__AIM__
Rewrite the lines below, changing every "instance" to "occurrence" and keeping everything else the same. Leave out the pictures.

== AVAILABLE DATA

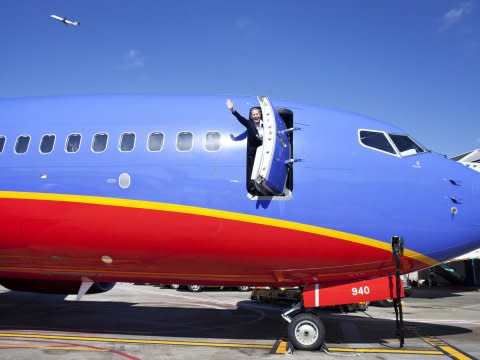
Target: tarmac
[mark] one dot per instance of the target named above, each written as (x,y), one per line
(148,322)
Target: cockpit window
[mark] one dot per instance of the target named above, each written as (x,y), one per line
(376,140)
(405,145)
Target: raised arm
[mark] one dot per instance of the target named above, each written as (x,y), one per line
(239,117)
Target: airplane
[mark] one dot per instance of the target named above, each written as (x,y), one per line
(65,20)
(98,189)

====

__WRITTEN SOLUTION__
Target: tarmac
[mark] one dot per occurrence of the target named above, each written as (x,y), one per line
(148,322)
Target: cockpit window
[mark] one dot per occurrence of the target named above, each written as (x,y), one per line
(376,140)
(405,145)
Target: raised arm
[mark] one dot per occurrence of the target named above, each written as (x,y), one per line
(239,117)
Target: airplane
[mark] one dot per occurrence of the target named above, each written as (x,y), one per line
(65,20)
(98,189)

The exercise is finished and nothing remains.